**What the task requires:** Reproduce every line of the material below verbatim, without altering any character.

**Materials provided:**

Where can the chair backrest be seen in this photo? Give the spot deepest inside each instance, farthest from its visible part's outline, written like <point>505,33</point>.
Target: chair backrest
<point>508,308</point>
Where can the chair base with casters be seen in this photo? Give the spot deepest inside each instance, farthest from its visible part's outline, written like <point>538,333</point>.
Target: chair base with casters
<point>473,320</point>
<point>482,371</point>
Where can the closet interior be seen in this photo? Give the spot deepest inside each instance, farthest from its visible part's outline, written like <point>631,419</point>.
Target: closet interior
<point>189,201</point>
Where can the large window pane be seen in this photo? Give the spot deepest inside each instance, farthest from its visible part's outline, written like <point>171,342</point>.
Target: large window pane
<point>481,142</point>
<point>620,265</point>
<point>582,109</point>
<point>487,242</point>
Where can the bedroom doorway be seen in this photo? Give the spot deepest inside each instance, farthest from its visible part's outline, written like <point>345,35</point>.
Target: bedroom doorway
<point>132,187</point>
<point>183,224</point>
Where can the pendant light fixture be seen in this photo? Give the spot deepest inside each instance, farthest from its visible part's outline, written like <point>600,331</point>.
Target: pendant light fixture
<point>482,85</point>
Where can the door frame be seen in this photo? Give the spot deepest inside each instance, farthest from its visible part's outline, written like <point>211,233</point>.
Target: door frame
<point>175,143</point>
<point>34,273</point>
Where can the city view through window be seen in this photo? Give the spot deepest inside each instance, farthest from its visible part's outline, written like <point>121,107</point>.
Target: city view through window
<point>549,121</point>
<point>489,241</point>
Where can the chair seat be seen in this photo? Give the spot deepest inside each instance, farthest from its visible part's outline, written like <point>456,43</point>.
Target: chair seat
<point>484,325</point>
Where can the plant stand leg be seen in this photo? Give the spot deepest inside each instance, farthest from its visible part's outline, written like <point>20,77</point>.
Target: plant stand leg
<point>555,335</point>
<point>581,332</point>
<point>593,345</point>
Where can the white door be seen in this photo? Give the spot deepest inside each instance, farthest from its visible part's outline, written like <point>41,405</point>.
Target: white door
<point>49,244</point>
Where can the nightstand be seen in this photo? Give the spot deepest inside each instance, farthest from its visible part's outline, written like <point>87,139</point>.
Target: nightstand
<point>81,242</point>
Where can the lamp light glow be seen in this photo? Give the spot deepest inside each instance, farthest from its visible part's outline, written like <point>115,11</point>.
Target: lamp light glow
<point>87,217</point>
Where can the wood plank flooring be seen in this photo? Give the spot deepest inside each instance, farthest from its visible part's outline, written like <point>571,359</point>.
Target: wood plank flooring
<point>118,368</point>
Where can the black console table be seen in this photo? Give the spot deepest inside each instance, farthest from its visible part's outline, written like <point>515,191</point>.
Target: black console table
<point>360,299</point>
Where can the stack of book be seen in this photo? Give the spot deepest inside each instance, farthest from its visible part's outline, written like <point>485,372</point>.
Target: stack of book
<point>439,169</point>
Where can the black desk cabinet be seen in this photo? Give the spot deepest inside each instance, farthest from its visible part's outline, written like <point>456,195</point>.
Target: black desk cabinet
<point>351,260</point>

**Reply:**
Where can the chair backrest be seen in this photo? Give the spot deepest inside each instance, farthest from its visible part's outline, written like <point>505,33</point>.
Target: chair backrest
<point>508,308</point>
Where can the chair base with casters be seen in this photo? Give the spot deepest inside each instance, farthest from its visible part's outline, written like <point>538,333</point>.
Target: chair base with casters
<point>473,320</point>
<point>482,371</point>
Where can the closet interior be seen in this photo? Give the spot deepest inside each instance, farthest from its visible part's outline, written like <point>631,419</point>.
Target: closet interior
<point>189,201</point>
Where can the large window pane be seen in this photo? Give the spot deepest inside each instance, farthest from its visible part's outline, written like <point>171,342</point>.
Target: large window pane
<point>481,142</point>
<point>620,265</point>
<point>582,109</point>
<point>487,242</point>
Where can the bedroom doorway be seen in this photo? Give the spot deepest inside each instance, farthest from its visible part's outline, written like <point>345,35</point>.
Target: bedroom doorway
<point>132,187</point>
<point>183,224</point>
Where can the pendant light fixture be seen in this photo? Give the spot deepest inside each instance, farthest from its visible part's outline, written like <point>600,331</point>.
Target: pendant light fixture
<point>482,85</point>
Where can the door frame be seen in this photo? Give the spot deepest inside each instance, farthest from its visible part's outline, written like <point>211,233</point>.
Target: door frame
<point>175,143</point>
<point>34,273</point>
Where can the city view through window be seen in this photo? Give the spot deepest inside each instance, farthest from its visible part's outline, written like <point>121,107</point>.
Target: city view through window
<point>549,121</point>
<point>489,241</point>
Where can the chair seat be seen in this photo? Give the spot deepest inside each instance, farthest from its visible part's outline, written like <point>456,43</point>.
Target: chair seat
<point>484,325</point>
Where can the plant stand leg be seen in this photo? Give the spot deepest inside each instance, farthest from its visible part's outline, written like <point>20,77</point>.
Target: plant stand leg
<point>555,335</point>
<point>581,332</point>
<point>593,345</point>
Where can the white door be seen in this photo? Give the spot deepest inside each instance, farthest from its visible part's outline, written like <point>41,405</point>.
Target: white door
<point>49,244</point>
Where can the nightstand be seen in this photo? Give the spot deepest inside each instance, farthest from its visible part's outline, written like <point>87,139</point>.
Target: nightstand
<point>81,242</point>
Where can the lamp light glow be seen in this photo? Give the spot deepest inside each instance, farthest from its visible part's outline, written like <point>115,11</point>.
Target: lamp light glow
<point>87,217</point>
Where can the wood plank flooring be seen in this photo? Give the spot deepest inside each instance, farthest from its visible part's outline, written like <point>571,359</point>.
Target: wood plank flooring
<point>118,368</point>
Where can the black console table be seen in this photo? Give the spot deepest inside each instance, farthest from its visible part's outline, written like <point>515,191</point>.
Target: black console table
<point>360,299</point>
Where can the stack of book be seen in this photo? Give the spot deepest inside each instance, farthest from its visible part's outline, written like <point>485,372</point>.
Target: stack of book
<point>439,169</point>
Where can the black desk cabinet be seen in this photo? Give the spot deepest inside each instance, farthest from its visible part's outline, written like <point>456,195</point>.
Target: black desk cabinet
<point>351,260</point>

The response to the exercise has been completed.